■ **Given text**

──────────

Only days after the tests, President Bill Clinton responded as he was legally obligated under the Glenn amendment, slapping wide-ranging economic and military sanctions on New Delhi and Islamabad. Yet no sooner had Washington taken this stand on behalf of global non-proliferation norms than it began to walk back from its position. Within 18 months, the U.S. Congress swung from applauding strict sanctions to urging the president to waive not only the Glenn amendment, but also the Pressler and Symington amendments, which mandate further penalties for states engaged in certain nuclear activity. (For more information on this legislation, see sidebar.) Earlier convinced of the need to maintain a tough stance as an object lesson for other nuclear threshold states, by the end of 1999 U.S. lawmakers had completely turned their backs on sanctions as a tool of non-proliferation policy. Congressional anger over the South Asian tests had given way to acceptance, even understanding. Congress, it would appear, had abandoned 25 years of non-proliferation activity.
The U.S. Congress was trying to achieve multiple objectives that were not entirely compatible. Concerned about proliferation and wanting a voice in foreign policy that would compete with the executive branch, it had mandated the sanctions. But when faced with post-Cold War national interests, the growing influence of the domestic South Asian-American community and an increasing interest in the subcontinent by U.S. business, the legislators moved non-proliferation to the back burner and renounced with dizzying speed the sanctions on India and Pakistan they had so recently supported. The impact of these steps on the non-proliferation regime is not yet clear. But what is apparent is that Congress' love-hate relationship with sanctions as a tool of foreign policy is far from over.

──────────

■ **Directions**
a – In the passage on Congress and the South Asia sanctions, write out the text between "The U.S. Congress was" and "far from over.", inclusive, substituting "restrictions" for "sanctions".
b – According to the passage on Congress and the South Asia sanctions, what did legislators face when they moved non-proliferation to the back burner?

(Pointing records)
──────────

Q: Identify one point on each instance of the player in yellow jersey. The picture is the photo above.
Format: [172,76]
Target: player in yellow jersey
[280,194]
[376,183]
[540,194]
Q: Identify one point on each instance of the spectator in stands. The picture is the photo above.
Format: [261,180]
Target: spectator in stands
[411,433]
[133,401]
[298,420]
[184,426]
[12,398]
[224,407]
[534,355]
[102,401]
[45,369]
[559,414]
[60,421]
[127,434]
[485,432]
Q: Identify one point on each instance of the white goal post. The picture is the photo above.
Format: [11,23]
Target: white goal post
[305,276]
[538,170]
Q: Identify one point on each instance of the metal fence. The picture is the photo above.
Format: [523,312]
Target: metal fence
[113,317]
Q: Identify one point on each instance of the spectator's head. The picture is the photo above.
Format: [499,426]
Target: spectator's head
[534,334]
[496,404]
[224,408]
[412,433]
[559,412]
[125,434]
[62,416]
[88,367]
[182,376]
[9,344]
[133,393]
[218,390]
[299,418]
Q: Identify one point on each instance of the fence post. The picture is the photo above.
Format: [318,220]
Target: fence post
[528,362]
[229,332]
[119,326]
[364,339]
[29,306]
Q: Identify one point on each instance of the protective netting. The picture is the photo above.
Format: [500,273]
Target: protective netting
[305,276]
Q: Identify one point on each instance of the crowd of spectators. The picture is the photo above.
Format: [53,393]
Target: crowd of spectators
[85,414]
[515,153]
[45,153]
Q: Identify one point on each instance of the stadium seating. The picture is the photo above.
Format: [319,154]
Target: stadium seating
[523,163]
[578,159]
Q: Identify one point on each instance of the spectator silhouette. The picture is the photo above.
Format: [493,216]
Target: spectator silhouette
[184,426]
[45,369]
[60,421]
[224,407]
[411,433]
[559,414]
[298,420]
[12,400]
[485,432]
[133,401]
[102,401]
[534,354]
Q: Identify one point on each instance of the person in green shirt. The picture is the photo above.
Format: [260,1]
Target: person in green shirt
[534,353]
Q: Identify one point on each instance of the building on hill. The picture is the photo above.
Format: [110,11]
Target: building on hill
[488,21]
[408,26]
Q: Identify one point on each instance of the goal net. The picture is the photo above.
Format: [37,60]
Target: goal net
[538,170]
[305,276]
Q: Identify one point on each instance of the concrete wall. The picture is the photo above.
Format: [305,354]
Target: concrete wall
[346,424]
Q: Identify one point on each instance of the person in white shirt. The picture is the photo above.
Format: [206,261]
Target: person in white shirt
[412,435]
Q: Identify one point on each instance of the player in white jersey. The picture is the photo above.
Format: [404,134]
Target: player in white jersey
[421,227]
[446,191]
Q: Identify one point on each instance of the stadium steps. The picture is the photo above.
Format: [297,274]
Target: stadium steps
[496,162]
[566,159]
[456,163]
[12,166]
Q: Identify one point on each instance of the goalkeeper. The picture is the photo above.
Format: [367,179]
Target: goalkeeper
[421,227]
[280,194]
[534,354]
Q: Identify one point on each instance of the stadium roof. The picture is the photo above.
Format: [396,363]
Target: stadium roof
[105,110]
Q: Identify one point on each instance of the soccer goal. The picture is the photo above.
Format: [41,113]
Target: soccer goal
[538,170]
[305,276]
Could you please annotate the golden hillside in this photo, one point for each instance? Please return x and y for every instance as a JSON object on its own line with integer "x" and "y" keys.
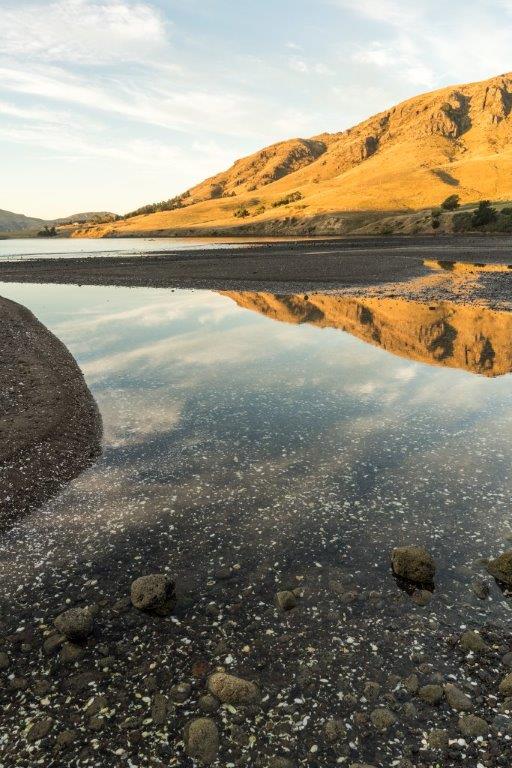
{"x": 453, "y": 141}
{"x": 474, "y": 339}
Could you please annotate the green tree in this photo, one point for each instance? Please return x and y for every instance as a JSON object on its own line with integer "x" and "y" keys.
{"x": 485, "y": 214}
{"x": 451, "y": 203}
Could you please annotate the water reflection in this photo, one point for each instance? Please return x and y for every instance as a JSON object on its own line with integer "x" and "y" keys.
{"x": 474, "y": 339}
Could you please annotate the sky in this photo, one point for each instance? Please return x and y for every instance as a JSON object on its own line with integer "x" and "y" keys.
{"x": 111, "y": 104}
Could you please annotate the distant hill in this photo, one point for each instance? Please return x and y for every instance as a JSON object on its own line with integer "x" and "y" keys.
{"x": 456, "y": 140}
{"x": 17, "y": 222}
{"x": 472, "y": 338}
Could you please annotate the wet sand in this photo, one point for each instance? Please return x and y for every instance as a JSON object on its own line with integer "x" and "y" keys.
{"x": 50, "y": 426}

──────────

■ **Results in order**
a –
The U.S. Congress was trying to achieve multiple objectives that were not entirely compatible. Concerned about proliferation and wanting a voice in foreign policy that would compete with the executive branch, it had mandated the restrictions. But when faced with post-Cold War national interests, the growing influence of the domestic South Asian-American community and an increasing interest in the subcontinent by U.S. business, the legislators moved non-proliferation to the back burner and renounced with dizzying speed the restrictions on India and Pakistan they had so recently supported. The impact of these steps on the non-proliferation regime is not yet clear. But what is apparent is that Congress' love-hate relationship with restrictions as a tool of foreign policy is far from over.

b – They faced post-Cold War national interests, the growing influence of the domestic South Asian-American community, and an increasing interest in the subcontinent by U.S. business.